─── Reading text

THE PEOPLE, Respondent,
v.
HENRY LLOYD WESTWOOD, Appellant.
Crim. No. 2767.
California Court of Appeals. Third Dist.
Oct. 14, 1957.Arthur E. Eissinger, under appointment by the District Court of Appeal, for Appellant.
Edmund G. Brown, Attorney General, and J. M. Sanderson, Deputy Attorney General, for Respondent.
PEEK, J.
By an information defendant was charged in Count I thereof with the crime of violating section 501 of the Vehicle Code, a felony, and in Count II he was charged with a violation of subdivision 3(a) of section 192 of the Penal Code, a felony, in that he killed one Eddie McClure while driving an automobile with gross negligence. Defendant entered a plea of not guilty as to both counts. At the conclusion of the trial the jury found defendant guilty as charged and he was sentenced on each count to the state prison for the term prescribed by law, the sentence on Count II to run concurrently with that on Count I. Thereafter the defendant, in propria persona, noticed an appeal from this judgment.
Upon defendant's request Mr. Arthur E. Eissinger was appointed by this court to represent him on appeal. Mr. Eissinger has reported to the court that he made a complete review of the record and found no grounds for reversal of *408 the judgment. However, by a letter to the court, defendant contends that in a former trial he was found "Not Guilty" by a jury of the offenses charged. In view of this situation this court has made an independent study of the entire record. We conclude that there is no merit in the appeal.
The record shows that the accident in question occurred shortly before 7:40 p. m. on December 18, 1956, when an automobile being driven west on Tuolumne Boulevard in Stanislaus County by the defendant left the boulevard west of Neece Road and hit a tree. A "reflectorized" sign for westbound traffic indicating a curve and directing traffic to "slow to 25 miles per hour" was located just west of Neece Road. A few feet further west the speed was posted at 25 miles an hour. There was evidence of marks where the automobile left the road at the curve. An eyewitness estimated the speed of the automobile at between 75 and 90 miles an hour. Immediately thereafter this witness and an officer who had arrived at the scene of the accident found two men in the front of the automobile, the defendant and Eddie McClure who was dead. When defendant was interrogated by the officer at the hospital he said the automobile was his and that he was driving it. Defendant consented to having a blood sample taken after being informed by the officer that it would be used for an alcohol test. At the request of the officer a blood sample was extracted from defendant by Doctor Defren and this sample was found to have an alcohol content of .25 per cent. In the opinion of the officer and the doctor, defendant was under the influence of intoxicating liquor.

──────
─── Provided data

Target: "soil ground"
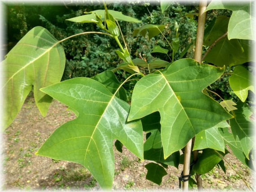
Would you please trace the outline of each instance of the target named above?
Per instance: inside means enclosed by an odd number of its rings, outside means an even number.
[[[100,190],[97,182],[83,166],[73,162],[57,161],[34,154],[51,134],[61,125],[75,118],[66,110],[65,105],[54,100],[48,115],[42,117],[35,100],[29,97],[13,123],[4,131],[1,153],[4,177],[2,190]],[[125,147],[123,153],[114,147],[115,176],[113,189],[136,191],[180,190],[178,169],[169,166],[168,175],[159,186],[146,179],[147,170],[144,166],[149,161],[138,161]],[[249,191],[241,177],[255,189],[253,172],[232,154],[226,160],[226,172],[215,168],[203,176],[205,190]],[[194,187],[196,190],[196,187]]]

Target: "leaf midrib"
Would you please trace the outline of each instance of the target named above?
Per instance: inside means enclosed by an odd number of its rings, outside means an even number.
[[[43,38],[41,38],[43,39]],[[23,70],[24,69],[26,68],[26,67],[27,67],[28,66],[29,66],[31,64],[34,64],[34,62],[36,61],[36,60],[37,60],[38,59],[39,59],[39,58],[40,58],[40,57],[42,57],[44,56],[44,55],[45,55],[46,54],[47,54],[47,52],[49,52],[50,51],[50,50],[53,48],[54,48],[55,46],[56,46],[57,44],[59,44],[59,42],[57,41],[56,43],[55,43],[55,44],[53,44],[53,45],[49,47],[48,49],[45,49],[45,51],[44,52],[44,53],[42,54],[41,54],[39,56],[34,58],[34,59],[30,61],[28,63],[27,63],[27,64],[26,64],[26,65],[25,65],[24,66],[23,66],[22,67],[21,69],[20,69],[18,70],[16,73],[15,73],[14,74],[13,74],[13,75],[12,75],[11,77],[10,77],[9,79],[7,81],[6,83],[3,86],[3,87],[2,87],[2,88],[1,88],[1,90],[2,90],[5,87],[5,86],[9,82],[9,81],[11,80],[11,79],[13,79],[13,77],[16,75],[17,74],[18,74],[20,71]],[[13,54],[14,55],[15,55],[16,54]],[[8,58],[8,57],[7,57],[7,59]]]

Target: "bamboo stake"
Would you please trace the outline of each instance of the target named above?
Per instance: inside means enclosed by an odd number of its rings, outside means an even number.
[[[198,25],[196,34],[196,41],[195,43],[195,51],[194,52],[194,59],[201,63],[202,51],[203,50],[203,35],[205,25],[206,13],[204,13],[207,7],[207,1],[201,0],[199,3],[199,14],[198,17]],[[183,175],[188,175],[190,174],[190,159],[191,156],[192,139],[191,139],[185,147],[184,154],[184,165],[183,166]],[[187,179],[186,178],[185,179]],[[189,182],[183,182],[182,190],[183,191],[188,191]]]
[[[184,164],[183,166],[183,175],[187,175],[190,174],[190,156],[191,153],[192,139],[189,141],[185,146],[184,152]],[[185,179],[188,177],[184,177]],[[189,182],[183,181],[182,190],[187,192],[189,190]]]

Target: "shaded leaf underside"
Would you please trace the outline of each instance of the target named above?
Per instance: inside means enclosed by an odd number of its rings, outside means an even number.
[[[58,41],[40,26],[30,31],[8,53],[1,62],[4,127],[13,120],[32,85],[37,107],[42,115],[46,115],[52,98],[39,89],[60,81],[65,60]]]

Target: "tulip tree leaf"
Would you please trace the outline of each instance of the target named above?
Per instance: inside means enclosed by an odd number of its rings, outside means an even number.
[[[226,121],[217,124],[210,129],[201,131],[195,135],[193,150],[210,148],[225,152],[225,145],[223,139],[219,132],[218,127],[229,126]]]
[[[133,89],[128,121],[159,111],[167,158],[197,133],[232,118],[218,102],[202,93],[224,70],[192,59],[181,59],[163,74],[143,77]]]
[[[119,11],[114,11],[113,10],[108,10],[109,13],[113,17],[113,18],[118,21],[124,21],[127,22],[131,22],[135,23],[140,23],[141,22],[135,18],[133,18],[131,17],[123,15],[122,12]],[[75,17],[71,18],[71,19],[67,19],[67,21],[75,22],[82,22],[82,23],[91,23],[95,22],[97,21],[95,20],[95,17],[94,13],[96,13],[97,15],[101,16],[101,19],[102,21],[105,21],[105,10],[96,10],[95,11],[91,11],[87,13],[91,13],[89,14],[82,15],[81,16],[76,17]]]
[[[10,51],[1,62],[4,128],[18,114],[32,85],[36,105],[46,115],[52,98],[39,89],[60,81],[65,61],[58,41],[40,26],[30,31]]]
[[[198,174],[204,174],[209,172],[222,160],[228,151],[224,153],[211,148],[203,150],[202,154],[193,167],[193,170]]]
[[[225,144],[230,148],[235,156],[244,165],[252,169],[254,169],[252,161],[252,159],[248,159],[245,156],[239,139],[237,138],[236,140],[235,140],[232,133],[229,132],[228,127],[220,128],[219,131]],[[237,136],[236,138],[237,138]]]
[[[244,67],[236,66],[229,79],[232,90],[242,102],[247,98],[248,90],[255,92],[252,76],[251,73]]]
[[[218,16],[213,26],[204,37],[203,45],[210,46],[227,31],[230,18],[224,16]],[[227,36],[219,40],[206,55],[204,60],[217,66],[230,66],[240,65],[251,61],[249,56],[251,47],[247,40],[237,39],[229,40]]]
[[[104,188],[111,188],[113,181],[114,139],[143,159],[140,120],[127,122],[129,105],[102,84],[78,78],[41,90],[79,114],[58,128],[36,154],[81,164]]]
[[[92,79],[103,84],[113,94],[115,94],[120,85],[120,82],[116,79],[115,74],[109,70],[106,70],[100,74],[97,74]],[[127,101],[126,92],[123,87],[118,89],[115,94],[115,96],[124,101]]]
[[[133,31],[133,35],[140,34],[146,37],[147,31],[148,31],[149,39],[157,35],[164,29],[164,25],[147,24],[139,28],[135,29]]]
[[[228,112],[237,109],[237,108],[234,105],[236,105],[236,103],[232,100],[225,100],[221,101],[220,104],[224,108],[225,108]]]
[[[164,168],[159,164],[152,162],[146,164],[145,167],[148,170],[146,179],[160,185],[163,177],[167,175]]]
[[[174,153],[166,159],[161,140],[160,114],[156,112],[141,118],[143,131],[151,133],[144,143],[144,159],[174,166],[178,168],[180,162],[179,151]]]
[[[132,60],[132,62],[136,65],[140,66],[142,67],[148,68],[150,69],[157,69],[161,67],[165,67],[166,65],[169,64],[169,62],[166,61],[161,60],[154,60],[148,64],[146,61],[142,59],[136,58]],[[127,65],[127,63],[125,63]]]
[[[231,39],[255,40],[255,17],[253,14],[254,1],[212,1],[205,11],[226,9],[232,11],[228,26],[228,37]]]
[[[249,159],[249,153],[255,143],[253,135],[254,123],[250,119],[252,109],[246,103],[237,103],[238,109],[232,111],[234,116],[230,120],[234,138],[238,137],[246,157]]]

──────
─── Provided data

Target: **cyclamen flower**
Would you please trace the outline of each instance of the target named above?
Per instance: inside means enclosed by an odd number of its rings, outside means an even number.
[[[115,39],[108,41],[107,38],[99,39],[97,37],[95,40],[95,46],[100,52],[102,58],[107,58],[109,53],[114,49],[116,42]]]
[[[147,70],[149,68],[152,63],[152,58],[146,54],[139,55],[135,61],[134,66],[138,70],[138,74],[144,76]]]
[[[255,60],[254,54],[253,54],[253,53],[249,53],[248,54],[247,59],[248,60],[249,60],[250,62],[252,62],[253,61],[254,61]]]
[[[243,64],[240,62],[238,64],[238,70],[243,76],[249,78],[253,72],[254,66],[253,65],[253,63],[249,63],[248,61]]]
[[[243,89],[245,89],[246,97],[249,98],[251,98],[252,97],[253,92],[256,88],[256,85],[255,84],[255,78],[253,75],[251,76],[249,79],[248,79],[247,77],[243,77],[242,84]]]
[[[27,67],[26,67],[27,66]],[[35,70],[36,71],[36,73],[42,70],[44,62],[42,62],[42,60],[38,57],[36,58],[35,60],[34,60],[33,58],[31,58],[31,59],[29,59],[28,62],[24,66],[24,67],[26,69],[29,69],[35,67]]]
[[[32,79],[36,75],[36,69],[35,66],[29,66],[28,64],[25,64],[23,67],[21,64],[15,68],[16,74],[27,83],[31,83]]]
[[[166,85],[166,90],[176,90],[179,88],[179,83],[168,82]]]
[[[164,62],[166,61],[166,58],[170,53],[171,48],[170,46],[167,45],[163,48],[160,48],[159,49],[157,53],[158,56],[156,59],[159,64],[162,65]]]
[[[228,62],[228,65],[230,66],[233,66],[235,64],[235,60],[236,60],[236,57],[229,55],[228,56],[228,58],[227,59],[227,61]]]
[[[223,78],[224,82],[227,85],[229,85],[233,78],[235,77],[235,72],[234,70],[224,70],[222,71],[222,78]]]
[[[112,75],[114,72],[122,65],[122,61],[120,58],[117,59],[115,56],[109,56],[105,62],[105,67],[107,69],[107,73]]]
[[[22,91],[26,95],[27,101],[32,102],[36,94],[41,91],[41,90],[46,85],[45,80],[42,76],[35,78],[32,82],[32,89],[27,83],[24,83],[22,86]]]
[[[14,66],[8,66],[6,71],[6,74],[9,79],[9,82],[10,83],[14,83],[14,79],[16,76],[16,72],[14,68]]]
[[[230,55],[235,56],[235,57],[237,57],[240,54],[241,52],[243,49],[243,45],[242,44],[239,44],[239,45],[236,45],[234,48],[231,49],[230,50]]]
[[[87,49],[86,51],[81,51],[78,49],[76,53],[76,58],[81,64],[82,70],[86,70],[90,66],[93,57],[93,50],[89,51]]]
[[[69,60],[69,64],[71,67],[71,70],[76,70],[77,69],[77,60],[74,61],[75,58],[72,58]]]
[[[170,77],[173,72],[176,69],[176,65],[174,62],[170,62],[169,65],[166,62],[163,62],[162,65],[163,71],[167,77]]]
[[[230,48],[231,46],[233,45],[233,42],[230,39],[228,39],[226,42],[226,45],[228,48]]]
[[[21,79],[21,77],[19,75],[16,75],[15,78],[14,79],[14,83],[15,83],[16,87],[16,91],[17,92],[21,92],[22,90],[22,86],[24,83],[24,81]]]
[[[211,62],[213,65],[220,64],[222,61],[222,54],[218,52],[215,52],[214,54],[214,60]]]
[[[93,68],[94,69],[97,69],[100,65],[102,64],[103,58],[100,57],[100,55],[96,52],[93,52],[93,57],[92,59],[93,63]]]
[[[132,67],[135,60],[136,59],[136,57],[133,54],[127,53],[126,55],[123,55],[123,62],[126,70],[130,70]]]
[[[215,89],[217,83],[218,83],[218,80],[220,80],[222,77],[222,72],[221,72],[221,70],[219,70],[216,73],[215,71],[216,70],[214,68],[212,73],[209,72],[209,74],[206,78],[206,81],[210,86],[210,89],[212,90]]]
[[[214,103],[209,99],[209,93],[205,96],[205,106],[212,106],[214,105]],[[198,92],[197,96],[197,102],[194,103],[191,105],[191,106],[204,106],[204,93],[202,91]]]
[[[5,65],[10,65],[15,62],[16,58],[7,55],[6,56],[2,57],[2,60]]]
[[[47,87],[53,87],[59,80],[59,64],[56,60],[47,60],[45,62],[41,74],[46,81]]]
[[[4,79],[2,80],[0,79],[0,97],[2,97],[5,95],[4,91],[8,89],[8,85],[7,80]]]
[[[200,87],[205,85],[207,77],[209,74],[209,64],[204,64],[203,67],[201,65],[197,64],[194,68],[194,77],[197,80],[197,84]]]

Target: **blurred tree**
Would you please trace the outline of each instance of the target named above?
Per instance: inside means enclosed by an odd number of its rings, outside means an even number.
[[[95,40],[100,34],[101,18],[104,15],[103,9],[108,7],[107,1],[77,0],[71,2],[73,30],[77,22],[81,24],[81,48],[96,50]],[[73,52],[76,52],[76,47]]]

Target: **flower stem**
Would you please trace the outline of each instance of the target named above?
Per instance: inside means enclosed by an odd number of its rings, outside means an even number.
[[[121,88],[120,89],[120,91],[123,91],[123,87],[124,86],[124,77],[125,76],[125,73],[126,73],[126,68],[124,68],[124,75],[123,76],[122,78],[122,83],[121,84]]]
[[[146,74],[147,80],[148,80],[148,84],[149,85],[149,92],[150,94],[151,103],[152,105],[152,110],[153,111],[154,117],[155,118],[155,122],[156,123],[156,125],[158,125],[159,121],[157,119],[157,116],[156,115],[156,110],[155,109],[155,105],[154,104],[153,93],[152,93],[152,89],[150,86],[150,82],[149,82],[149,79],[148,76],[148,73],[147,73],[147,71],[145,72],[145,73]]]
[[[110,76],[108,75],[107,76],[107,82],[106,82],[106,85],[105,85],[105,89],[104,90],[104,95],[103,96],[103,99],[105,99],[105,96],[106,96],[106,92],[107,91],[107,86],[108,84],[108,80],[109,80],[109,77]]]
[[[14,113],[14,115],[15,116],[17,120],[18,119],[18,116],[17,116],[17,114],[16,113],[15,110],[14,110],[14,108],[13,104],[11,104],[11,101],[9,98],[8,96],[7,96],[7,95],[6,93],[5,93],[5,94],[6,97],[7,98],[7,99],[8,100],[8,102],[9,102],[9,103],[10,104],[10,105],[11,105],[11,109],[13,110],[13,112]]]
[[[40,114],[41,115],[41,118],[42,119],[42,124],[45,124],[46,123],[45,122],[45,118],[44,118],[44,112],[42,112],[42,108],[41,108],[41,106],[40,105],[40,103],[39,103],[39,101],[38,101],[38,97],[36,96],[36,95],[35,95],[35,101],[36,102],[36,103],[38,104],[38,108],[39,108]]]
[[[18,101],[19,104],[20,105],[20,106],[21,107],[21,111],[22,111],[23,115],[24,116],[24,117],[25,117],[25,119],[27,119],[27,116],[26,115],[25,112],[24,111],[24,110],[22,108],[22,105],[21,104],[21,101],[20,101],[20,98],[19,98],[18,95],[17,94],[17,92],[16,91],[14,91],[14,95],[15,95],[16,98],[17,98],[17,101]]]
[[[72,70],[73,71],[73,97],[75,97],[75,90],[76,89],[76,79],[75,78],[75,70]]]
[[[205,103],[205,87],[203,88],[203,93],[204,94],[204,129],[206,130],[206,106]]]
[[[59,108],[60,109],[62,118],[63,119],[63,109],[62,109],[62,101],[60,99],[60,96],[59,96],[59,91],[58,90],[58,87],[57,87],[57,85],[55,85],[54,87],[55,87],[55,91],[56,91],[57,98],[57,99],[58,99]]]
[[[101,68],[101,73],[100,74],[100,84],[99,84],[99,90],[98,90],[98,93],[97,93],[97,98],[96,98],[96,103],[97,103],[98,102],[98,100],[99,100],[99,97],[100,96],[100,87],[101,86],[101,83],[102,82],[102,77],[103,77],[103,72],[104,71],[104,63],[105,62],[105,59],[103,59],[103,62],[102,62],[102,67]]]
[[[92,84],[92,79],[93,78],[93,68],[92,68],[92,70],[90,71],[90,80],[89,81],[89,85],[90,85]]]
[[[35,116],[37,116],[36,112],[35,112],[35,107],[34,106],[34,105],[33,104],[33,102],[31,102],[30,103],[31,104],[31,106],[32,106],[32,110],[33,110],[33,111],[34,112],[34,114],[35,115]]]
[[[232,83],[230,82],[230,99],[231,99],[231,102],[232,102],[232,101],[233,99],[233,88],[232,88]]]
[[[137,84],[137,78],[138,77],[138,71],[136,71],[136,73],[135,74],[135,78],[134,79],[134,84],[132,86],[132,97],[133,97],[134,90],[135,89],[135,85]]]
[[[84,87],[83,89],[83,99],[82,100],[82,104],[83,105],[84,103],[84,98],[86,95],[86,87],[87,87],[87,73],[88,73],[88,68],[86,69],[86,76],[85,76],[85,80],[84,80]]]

──────

• _Problem requirements_
Can you write the next part of the court opinion in People v. Westwood, picking up after its final sentence about the officer and the doctor?

• _Result of this exercise_
[1] The elements of the crime charged in Count I of the information are that the defendant while (1) under the influence of intoxicating liquor (2) committed an act forbidden by law, or neglected some duty imposed by law, and (3) as the proximate result of such conduct, bodily injury was suffered by someone. All of the enumerated elements of the offense are amply supported by the evidence as previously summarized: (1) The defendant's admission that he drove the car; (2) the testimony of the doctor and the police officer that defendant was intoxicated; and (3) the fact that McClure was killed when the car driven at an excessive rate of speed by the defendant, who was then intoxicated, went off the road and hit a tree. (People v. Kiss, 125 Cal. App. 2d 138 [269 P.2d 924].)
Such evidence is likewise amply sufficient to sustain the second count, that defendant, while under the influence of *409 intoxicating liquor, drove his car at an excessive rate of speed resulting in the death of McClure. (People v. Freeman, 16 Cal. App. 2d 101 [60 P.2d 333].)
The apparent basis for the contention made by defendant in his letter to the court is that he had been tried previously for the same offense for which he is now incarcerated and that he was found "Not Guilty." We find nothing in the record to sustain the quoted portion of his statement. The transcript discloses that at the conclusion of the first trial the jury was unable to agree and the court finding that there was no reasonable probability that the jury could agree upon a verdict, discharged the jury for the reason stated. [2] The plea of once in jeopardy is a personal privilege to be set up by the defendant in the trial court and may be waived or not in a subsequent proceeding in that court. (People v. Arnarez, 68 Cal. App. 645 [230 P. 193].) [3] In the absence of any showing to the contrary, we assume that the jury in the first trial was properly discharged, and hence the defendant was not entitled to a plea of former jeopardy in his subsequent prosecution for the same offenses. (People v. Greene, 100 Cal. 140 [34 P. 630].) [4] The situation at the commencement of the second trial was the same as if there had been no trial at all. (People v. Messerly, 46 Cal. App. 2d 718 [116 P.2d 781].)
The judgment is affirmed.
Van Dyke, P. J., and Schottky, J., concurred.